Work to do ::
Reproduce each line of the listing exactly.
=== Data in this exercise ===
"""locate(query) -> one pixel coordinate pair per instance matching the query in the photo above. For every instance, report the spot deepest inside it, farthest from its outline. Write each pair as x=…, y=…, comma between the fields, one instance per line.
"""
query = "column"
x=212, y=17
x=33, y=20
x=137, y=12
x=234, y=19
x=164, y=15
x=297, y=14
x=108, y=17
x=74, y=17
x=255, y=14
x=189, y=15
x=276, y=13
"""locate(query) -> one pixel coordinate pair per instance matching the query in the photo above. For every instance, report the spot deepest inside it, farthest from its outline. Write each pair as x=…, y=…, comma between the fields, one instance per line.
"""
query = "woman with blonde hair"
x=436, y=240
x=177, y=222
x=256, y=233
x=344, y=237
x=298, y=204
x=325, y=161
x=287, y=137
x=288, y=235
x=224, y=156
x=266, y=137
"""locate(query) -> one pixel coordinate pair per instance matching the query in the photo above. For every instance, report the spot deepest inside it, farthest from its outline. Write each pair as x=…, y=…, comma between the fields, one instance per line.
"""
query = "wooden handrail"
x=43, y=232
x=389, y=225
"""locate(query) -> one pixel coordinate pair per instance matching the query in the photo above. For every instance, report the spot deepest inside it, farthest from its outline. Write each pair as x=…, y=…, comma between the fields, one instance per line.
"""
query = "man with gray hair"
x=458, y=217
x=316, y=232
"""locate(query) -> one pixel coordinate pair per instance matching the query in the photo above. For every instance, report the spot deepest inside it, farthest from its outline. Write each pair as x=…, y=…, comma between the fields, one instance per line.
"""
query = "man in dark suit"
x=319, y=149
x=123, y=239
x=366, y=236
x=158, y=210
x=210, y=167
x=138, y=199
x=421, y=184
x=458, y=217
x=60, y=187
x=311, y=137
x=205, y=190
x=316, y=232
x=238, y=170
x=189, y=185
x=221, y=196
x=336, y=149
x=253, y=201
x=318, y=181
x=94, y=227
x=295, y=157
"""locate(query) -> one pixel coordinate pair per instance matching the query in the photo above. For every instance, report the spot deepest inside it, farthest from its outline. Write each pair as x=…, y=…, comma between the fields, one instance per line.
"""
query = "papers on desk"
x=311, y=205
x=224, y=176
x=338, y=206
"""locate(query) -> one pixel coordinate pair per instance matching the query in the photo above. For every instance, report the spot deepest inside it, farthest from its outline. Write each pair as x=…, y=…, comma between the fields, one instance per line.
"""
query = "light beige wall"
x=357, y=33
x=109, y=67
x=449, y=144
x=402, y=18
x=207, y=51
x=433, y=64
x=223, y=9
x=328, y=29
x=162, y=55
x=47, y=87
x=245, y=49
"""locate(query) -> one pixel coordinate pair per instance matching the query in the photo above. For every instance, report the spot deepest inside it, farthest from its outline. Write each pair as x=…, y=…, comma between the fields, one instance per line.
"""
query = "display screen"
===
Expected answer ::
"""locate(query) -> one pixel coordinate pair per instance matching the query in the photo above. For every instance, report the spot deepest inside it, farthest from its outline. Write each pair as x=…, y=…, comma between the fields, one instance per line.
"""
query = "column"
x=212, y=17
x=33, y=20
x=137, y=12
x=234, y=19
x=164, y=15
x=297, y=14
x=108, y=17
x=74, y=17
x=255, y=14
x=189, y=15
x=276, y=13
"""locate(query) -> one pixel coordinate pair per instance matching the query in the photo above. For every instance, report the spot deepest inside it, farthest from its outline. Write each pair as x=…, y=…, comma between the fields, one instance per line.
"""
query = "woman with blonde hair"
x=436, y=240
x=177, y=222
x=256, y=233
x=344, y=237
x=298, y=204
x=325, y=161
x=287, y=137
x=288, y=235
x=224, y=156
x=266, y=137
"""locate(query) -> one pixel coordinate pair per instance matching the query in the photo above. For every instance, report the spot deepest inside it, farthest from its outline. Write each pair as x=…, y=…, comma between the fields, one instance per line.
"""
query = "wooden handrail"
x=43, y=232
x=389, y=225
"""locate(query) -> one pixel coordinate pair per instance matching the query in the photo above. For every instance, report the spot deepest inside it, farthest from its outline. Write each pair as x=…, y=…, comma between the fields, one instance per line.
"""
query = "man with gray hair"
x=458, y=217
x=316, y=232
"""locate(query) -> one pixel coordinate pair per instance matching the query in the photo above. For every instance, report the spot deepest inside it, farthest from its outline. Write each pair as x=…, y=…, comma between the fields, one instance per line.
"""
query = "man in dark suit"
x=319, y=149
x=123, y=239
x=366, y=236
x=158, y=210
x=210, y=167
x=138, y=199
x=421, y=184
x=458, y=217
x=60, y=187
x=311, y=137
x=205, y=190
x=316, y=232
x=238, y=170
x=189, y=185
x=221, y=196
x=336, y=149
x=253, y=201
x=318, y=181
x=94, y=227
x=295, y=157
"""locate(query) -> one pixel coordinate pair per instance matching the query in the photo above. For every instance, report the spot deepest inside it, farthest from its outline. Write each pair as x=…, y=…, comma between the fields, one instance per line.
"""
query = "papers on desk"
x=311, y=205
x=224, y=176
x=338, y=206
"""locate(query) -> one pixel coordinate pair per instance matching the query in the photo above. For every instance, report the spot deepest inside it, farthest from its outline. Write each pair as x=…, y=…, comma between the fields, one instance per line.
"""
query = "light beige wall"
x=357, y=33
x=109, y=67
x=449, y=144
x=402, y=18
x=207, y=51
x=433, y=64
x=223, y=9
x=328, y=29
x=162, y=55
x=47, y=87
x=245, y=49
"""locate(query) -> one pixel coordinate pair per instance matching the query in the photo above. For every instance, report the spot deepest inside it, farthest from its outline. Write each pair as x=…, y=…, comma between the fields, one instance per line.
"""
query = "display screen"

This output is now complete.